What you have to do.
Reproduce the entries exactly, but keep the pictures out of the copy.

Data listing.
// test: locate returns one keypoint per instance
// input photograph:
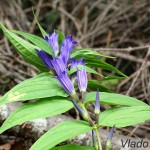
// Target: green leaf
(73, 147)
(41, 86)
(26, 49)
(42, 108)
(90, 70)
(38, 41)
(61, 37)
(114, 99)
(95, 62)
(40, 27)
(94, 85)
(83, 52)
(125, 116)
(60, 133)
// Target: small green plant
(62, 79)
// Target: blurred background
(119, 28)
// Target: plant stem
(98, 139)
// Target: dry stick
(129, 49)
(141, 68)
(73, 19)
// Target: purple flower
(82, 79)
(53, 42)
(97, 103)
(66, 83)
(58, 65)
(46, 58)
(66, 48)
(75, 62)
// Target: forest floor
(113, 27)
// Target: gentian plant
(62, 84)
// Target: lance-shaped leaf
(41, 86)
(114, 99)
(40, 109)
(60, 133)
(73, 147)
(125, 116)
(26, 49)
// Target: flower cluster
(61, 61)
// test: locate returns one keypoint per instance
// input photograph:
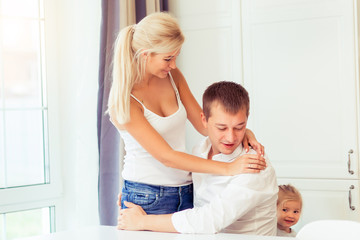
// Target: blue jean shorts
(156, 199)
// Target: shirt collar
(206, 146)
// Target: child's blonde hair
(288, 193)
(156, 33)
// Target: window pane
(21, 63)
(28, 223)
(2, 226)
(24, 147)
(20, 8)
(2, 153)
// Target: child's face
(288, 214)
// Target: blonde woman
(149, 103)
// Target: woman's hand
(248, 163)
(250, 139)
(131, 217)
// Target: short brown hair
(232, 96)
(288, 193)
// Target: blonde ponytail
(156, 33)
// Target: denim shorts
(156, 199)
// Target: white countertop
(111, 233)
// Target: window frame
(50, 193)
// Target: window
(29, 173)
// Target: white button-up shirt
(244, 203)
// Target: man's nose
(173, 63)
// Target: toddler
(289, 206)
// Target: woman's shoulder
(177, 76)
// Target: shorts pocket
(144, 199)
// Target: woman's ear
(203, 119)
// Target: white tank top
(141, 166)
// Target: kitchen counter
(111, 233)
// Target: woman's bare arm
(153, 142)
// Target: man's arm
(242, 194)
(135, 218)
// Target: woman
(149, 103)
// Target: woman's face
(161, 64)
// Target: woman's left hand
(131, 217)
(250, 139)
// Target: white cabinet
(327, 199)
(211, 51)
(301, 69)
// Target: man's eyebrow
(222, 125)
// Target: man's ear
(203, 119)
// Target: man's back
(244, 203)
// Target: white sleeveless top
(141, 166)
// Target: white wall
(78, 31)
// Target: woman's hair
(288, 193)
(232, 96)
(156, 33)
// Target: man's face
(225, 130)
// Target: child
(289, 205)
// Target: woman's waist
(156, 174)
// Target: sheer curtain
(116, 14)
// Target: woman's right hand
(248, 163)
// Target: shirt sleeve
(242, 193)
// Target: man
(244, 203)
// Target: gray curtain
(108, 137)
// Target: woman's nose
(230, 136)
(173, 64)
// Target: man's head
(225, 113)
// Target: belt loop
(161, 191)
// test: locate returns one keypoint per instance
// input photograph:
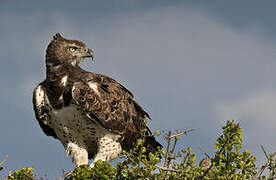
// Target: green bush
(229, 162)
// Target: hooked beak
(89, 53)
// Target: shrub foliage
(229, 161)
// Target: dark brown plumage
(87, 112)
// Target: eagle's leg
(78, 153)
(108, 149)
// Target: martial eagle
(91, 114)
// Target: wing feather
(40, 106)
(111, 105)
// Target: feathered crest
(57, 36)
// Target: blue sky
(192, 64)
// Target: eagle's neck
(57, 79)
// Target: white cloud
(178, 61)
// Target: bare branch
(166, 169)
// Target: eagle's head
(65, 51)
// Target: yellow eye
(72, 49)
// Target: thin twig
(204, 153)
(167, 154)
(166, 169)
(184, 132)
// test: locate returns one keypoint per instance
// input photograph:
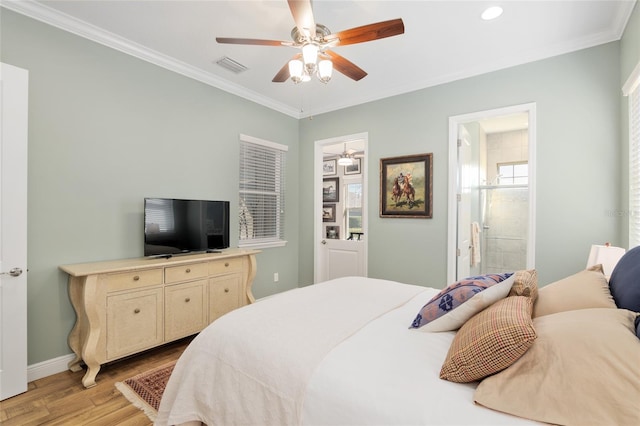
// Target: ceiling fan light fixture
(310, 56)
(325, 69)
(296, 70)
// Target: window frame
(276, 239)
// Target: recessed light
(491, 13)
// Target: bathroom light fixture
(491, 13)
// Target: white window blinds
(632, 89)
(262, 190)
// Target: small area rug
(145, 390)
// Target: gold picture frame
(406, 186)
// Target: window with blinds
(632, 90)
(262, 189)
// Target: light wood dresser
(127, 306)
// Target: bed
(358, 350)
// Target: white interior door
(13, 230)
(342, 258)
(338, 257)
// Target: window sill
(262, 244)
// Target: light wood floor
(62, 400)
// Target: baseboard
(49, 367)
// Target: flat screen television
(173, 226)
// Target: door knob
(15, 272)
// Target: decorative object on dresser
(127, 306)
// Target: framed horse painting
(406, 186)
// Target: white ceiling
(443, 41)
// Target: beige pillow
(490, 341)
(586, 289)
(582, 369)
(525, 284)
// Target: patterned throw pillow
(490, 341)
(454, 305)
(526, 284)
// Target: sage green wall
(106, 130)
(578, 134)
(629, 58)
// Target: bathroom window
(516, 173)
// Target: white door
(13, 230)
(338, 257)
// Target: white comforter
(338, 353)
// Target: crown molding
(50, 16)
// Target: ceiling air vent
(231, 65)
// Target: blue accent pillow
(625, 281)
(452, 307)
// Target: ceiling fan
(314, 40)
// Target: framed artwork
(329, 167)
(406, 186)
(333, 232)
(353, 169)
(329, 213)
(331, 190)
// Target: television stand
(127, 306)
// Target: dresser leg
(89, 379)
(76, 335)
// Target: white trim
(263, 142)
(278, 243)
(53, 17)
(632, 82)
(454, 123)
(48, 15)
(49, 367)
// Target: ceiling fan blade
(252, 41)
(303, 16)
(283, 75)
(368, 32)
(346, 67)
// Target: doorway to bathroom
(491, 192)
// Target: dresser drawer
(185, 309)
(224, 266)
(192, 271)
(136, 279)
(134, 322)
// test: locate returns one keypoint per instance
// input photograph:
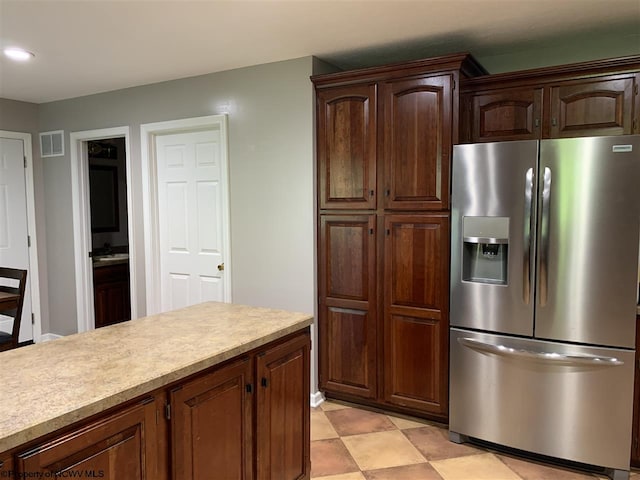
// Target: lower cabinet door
(282, 424)
(416, 312)
(122, 445)
(211, 425)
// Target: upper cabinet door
(416, 142)
(602, 106)
(347, 147)
(508, 114)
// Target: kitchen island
(181, 394)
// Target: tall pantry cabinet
(384, 141)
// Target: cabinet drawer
(123, 445)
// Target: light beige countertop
(51, 385)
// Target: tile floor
(349, 443)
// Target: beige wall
(271, 177)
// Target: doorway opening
(103, 227)
(109, 231)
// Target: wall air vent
(52, 144)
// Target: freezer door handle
(544, 237)
(558, 358)
(526, 258)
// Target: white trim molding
(82, 223)
(47, 337)
(148, 133)
(34, 275)
(317, 399)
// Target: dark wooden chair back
(7, 343)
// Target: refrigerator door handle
(526, 258)
(560, 358)
(544, 237)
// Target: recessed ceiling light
(18, 54)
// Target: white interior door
(190, 218)
(14, 249)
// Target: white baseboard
(316, 399)
(46, 337)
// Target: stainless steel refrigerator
(544, 282)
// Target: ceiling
(89, 46)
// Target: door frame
(34, 273)
(148, 134)
(82, 222)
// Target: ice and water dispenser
(485, 250)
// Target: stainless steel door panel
(576, 410)
(495, 180)
(589, 217)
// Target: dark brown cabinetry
(347, 147)
(415, 133)
(593, 98)
(282, 425)
(122, 445)
(6, 466)
(348, 337)
(635, 439)
(416, 298)
(111, 298)
(245, 419)
(211, 424)
(384, 148)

Written response.
// test: locate returns one keypoint per instance
// input photograph:
// Target: green leaf
(73, 147)
(41, 86)
(26, 49)
(42, 108)
(90, 70)
(38, 41)
(61, 37)
(114, 99)
(95, 62)
(40, 27)
(94, 85)
(83, 52)
(125, 116)
(60, 133)
// Target: small green plant
(62, 79)
// Target: blurred background
(119, 28)
// Target: plant stem
(98, 139)
// Target: dry stick
(129, 49)
(141, 68)
(73, 19)
// Target: purple flower
(82, 79)
(53, 42)
(97, 103)
(66, 83)
(58, 65)
(46, 58)
(66, 48)
(75, 62)
// Target: forest floor
(113, 27)
// Target: gentian plant
(62, 84)
// Target: lance-shaped leaf
(41, 86)
(114, 99)
(40, 109)
(60, 133)
(73, 147)
(125, 116)
(26, 49)
// Target: flower cluster
(61, 61)
// test: locate returns one keypoint per instance
// input photograph:
// Target: blue jean shorts
(156, 199)
// Target: shirt collar
(206, 146)
// Target: child's blonde hair
(288, 193)
(156, 33)
// Target: window pane
(21, 63)
(28, 223)
(2, 226)
(24, 147)
(20, 8)
(2, 153)
// Target: child's face
(288, 214)
// Target: blonde woman
(149, 103)
// Target: woman's hand
(248, 163)
(250, 139)
(131, 217)
// Target: short brown hair
(232, 96)
(288, 193)
// Target: blonde ponytail
(156, 33)
// Target: denim shorts
(156, 199)
// Target: white countertop
(111, 233)
// Target: window frame
(50, 193)
// Target: window
(29, 173)
// Target: white button-up shirt
(244, 203)
// Target: man's nose
(173, 63)
// Target: toddler
(289, 206)
// Target: woman's shoulder
(177, 76)
// Target: shorts pocket
(144, 199)
// Target: woman's ear
(203, 119)
// Target: white tank top
(141, 166)
// Target: kitchen counter
(111, 233)
// Target: woman's bare arm
(153, 142)
// Target: man's arm
(242, 194)
(135, 218)
// Target: woman
(149, 103)
// Target: woman's face
(161, 64)
// Target: woman's left hand
(131, 217)
(250, 139)
// Target: white cabinet
(327, 199)
(211, 51)
(301, 69)
// Target: man's eyebrow
(222, 125)
// Target: man's ear
(203, 119)
// Target: man's back
(244, 203)
// Target: white sleeveless top
(141, 166)
// Target: white wall
(78, 31)
// Target: woman's hair
(288, 193)
(232, 96)
(156, 33)
// Target: man's face
(225, 130)
// Target: child
(289, 205)
// Target: woman's waist
(156, 174)
// Target: sheer curtain
(116, 14)
// Target: woman's right hand
(248, 163)
// Target: shirt sleeve
(242, 193)
// Target: man
(244, 203)
// Target: gray curtain
(108, 137)
// Target: woman's nose
(230, 136)
(173, 64)
// Target: man's head
(225, 113)
// Target: belt loop
(161, 191)
// test: locate returns one keypoint per instance
// input photograph:
// Target: green bush
(229, 162)
// Target: hooked beak
(89, 53)
// Target: shrub foliage
(229, 161)
// Target: dark brown plumage
(87, 112)
// Target: eagle's leg
(78, 153)
(108, 149)
// Target: martial eagle
(91, 114)
// Target: wing feather
(40, 106)
(111, 105)
// Target: feathered crest
(57, 36)
// Target: blue sky
(192, 64)
// Target: eagle's neck
(57, 79)
// Target: white cloud
(178, 61)
// Target: bare branch
(166, 169)
// Target: eagle's head
(65, 51)
// Target: yellow eye
(72, 49)
// Target: thin twig
(204, 153)
(167, 154)
(166, 169)
(184, 132)
// test: locate returns one keypoint per instance
// input photograph:
// Target: ceiling fan light fixture
(310, 56)
(325, 69)
(296, 70)
// Target: window frame
(276, 239)
// Target: recessed light
(491, 13)
// Target: bathroom light fixture
(491, 13)
// Target: white window blinds
(632, 89)
(262, 190)
// Target: small area rug
(145, 390)
// Target: gold picture frame
(406, 186)
// Target: window with blinds
(632, 90)
(262, 189)
// Target: light wood dresser
(127, 306)
// Target: bed
(358, 350)
// Target: white interior door
(13, 230)
(342, 258)
(338, 257)
// Target: window sill
(262, 244)
// Target: light wood floor
(62, 400)
// Target: baseboard
(49, 367)
// Target: flat screen television
(173, 226)
// Target: door knob
(15, 272)
// Target: decorative object on dresser
(127, 306)
// Target: framed horse painting
(406, 186)
// Target: white ceiling
(443, 41)
// Target: beige pillow
(490, 341)
(586, 289)
(582, 369)
(525, 284)
// Target: patterned throw pillow
(490, 341)
(454, 305)
(526, 284)
// Target: sage green wall
(106, 130)
(578, 134)
(629, 58)
// Target: bathroom window
(516, 173)
// Target: white door
(13, 230)
(338, 257)
// Target: white comforter
(338, 353)
// Target: crown molding
(50, 16)
// Target: ceiling air vent
(231, 65)
// Target: blue accent pillow
(625, 281)
(452, 307)
// Target: ceiling fan
(314, 40)
// Target: framed artwork
(329, 167)
(406, 186)
(333, 232)
(353, 169)
(329, 213)
(331, 190)
// Target: television stand
(127, 306)
// Target: dresser leg
(89, 379)
(76, 335)
// Target: white trim
(263, 142)
(278, 243)
(53, 17)
(632, 82)
(454, 123)
(48, 15)
(49, 367)
// Target: ceiling fan blade
(252, 41)
(303, 16)
(283, 75)
(368, 32)
(346, 67)
// Target: doorway to bathroom
(491, 192)
// Target: dresser drawer
(185, 309)
(224, 266)
(192, 271)
(136, 279)
(134, 322)
// test: locate returns one keypoint per instance
// input photograph:
// Target: lower cabinet door
(282, 424)
(416, 312)
(122, 445)
(211, 425)
// Target: upper cabinet door
(416, 142)
(602, 106)
(347, 147)
(508, 114)
// Target: kitchen island
(181, 394)
// Target: tall pantry cabinet
(384, 141)
// Target: cabinet drawer
(123, 445)
// Target: light beige countertop
(51, 385)
// Target: tile floor
(349, 443)
// Target: beige wall
(271, 177)
// Target: doorway opening
(103, 227)
(109, 231)
// Target: wall air vent
(52, 144)
// Target: freezer door handle
(544, 237)
(558, 358)
(526, 258)
// Target: white trim molding
(82, 223)
(47, 337)
(148, 133)
(34, 275)
(317, 399)
// Target: dark wooden chair back
(7, 343)
// Target: refrigerator door handle
(526, 258)
(560, 358)
(544, 237)
// Target: recessed ceiling light
(18, 54)
// Target: white interior door
(190, 218)
(14, 249)
// Target: white baseboard
(316, 399)
(46, 337)
// Target: stainless steel refrigerator
(544, 282)
// Target: ceiling
(89, 46)
// Target: door frame
(34, 273)
(148, 134)
(82, 222)
// Target: ice and water dispenser
(485, 250)
// Target: stainless steel door panel
(576, 410)
(495, 180)
(589, 217)
// Target: dark brown cabinetry
(347, 147)
(415, 133)
(593, 98)
(282, 425)
(122, 445)
(6, 466)
(348, 337)
(635, 439)
(416, 298)
(111, 298)
(245, 419)
(211, 424)
(384, 148)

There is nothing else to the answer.